**What you should do:**
Answer these questions from the article on radiographers and AI:
(a) At which conference was the study presented?
(b) How many radiographers were surveyed?
(c) What percentage of respondents would seek an additional opinion if the AI disagreed with them?

**Study text:**
== Segment start ==
A new study shows that many UK radiographers have limited understanding of how new smart computer systems diagnose problems found on scans such as X-rays, MRI and CT scans. “Artificial Intelligence (AI) is on the verge being more widely introduced into X-ray departments. This research shows we need to educate radiographers so that they can be sure of diagnosis, and know how to discuss the role of AI in radiology with patients and other healthcare practitioners,” said lead researcher Clare Rainey.
Radiographers are the specialists who patients meet at the time of the scan. They are trained to recognise the variety of problems found on medical scans, such as broken bones, joint problems, and tumours, and are traditionally considered to bridge the gap between the patient and technology. There is a severe national shortage of radiographers and radiologists, and the NHS is about to introduce AI systems to help aid diagnosis. Now a study presented at the UK Imaging and Oncology Conference in Liverpool (with simultaneous peer-reviewed publication—see below) suggests that, despite impressive performances reported by developers of AI systems, many radiographers are unsure how these new smart systems work.
Clare Rainey and Dr. Sonyia McFadden from Ulster University surveyed Reporting Radiographers on their understanding of how AI worked (a “Reporting Radiographer” provides formal reports on X-ray images). Of the 86 radiographers surveyed, 53 (62%) said they were confident in how an AI system reaches its decision. However, less than a third of respondents would be confident communicating the AI decision to stakeholders, including patients, carers and other healthcare practitioners.
The study also found that if the AI confirmed their diagnosis then 57% of respondents would have more overall confidence in the finding, however, if the AI disagreed with their opinion then 70% would seek an additional opinion.
Clare Rainey said, “This survey highlights issues with UK reporting radiographers’ perceptions of AI used for image interpretation. There is no doubt that the introduction of AI represents a real step forward, but this shows we need resources to go into radiography education to ensure that we can make the best use of this technology. Patients need to have confidence in how the radiologist or radiographer arrives at an opinion.”
== Segment end ==
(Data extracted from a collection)
== Segment start ==
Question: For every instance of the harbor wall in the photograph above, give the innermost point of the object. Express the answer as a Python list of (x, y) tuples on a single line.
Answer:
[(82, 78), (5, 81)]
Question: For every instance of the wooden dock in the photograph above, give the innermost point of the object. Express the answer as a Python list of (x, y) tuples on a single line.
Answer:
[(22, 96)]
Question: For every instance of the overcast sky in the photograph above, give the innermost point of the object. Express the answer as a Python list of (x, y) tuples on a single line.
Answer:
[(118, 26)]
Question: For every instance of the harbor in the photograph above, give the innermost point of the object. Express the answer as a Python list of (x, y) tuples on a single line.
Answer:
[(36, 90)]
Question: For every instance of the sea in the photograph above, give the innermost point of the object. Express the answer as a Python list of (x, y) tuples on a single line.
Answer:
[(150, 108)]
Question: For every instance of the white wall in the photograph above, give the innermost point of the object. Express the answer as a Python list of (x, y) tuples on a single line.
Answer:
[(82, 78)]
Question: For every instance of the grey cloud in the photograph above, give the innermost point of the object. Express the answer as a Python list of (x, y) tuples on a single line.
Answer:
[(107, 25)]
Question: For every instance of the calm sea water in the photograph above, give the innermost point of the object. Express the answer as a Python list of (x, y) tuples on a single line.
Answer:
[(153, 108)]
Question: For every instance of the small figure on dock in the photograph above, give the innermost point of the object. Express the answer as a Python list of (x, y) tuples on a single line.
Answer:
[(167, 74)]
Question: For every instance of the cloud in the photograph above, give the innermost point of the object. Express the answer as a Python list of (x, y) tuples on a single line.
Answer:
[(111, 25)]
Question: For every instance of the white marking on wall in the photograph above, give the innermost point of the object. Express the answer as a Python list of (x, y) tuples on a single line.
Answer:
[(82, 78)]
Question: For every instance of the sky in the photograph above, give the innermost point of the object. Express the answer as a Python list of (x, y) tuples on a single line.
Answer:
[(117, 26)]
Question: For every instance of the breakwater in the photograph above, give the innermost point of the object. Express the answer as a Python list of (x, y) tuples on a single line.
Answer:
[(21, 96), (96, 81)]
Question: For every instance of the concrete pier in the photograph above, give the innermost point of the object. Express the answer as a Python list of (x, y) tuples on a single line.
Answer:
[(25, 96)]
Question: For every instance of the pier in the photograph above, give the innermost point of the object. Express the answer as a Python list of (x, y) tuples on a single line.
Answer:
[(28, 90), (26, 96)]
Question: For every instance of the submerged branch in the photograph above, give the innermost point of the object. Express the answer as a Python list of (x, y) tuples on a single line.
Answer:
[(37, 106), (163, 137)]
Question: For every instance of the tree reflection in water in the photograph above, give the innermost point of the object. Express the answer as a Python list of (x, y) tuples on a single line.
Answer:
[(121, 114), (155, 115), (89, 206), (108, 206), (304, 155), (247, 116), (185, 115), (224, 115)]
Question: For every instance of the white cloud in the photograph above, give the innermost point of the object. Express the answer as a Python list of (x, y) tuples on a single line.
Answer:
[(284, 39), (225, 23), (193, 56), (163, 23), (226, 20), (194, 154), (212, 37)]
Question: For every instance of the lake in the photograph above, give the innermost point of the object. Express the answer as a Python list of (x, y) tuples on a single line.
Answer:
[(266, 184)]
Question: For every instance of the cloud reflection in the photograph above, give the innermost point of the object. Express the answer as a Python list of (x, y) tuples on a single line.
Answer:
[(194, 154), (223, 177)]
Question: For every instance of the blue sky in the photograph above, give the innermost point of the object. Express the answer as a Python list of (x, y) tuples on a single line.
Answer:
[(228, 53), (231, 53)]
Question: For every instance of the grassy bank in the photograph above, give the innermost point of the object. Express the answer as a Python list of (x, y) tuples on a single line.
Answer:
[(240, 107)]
== Segment end ==
**Response area:**
(a) The UK Imaging and Oncology Conference in Liverpool
(b) 86
(c) 70%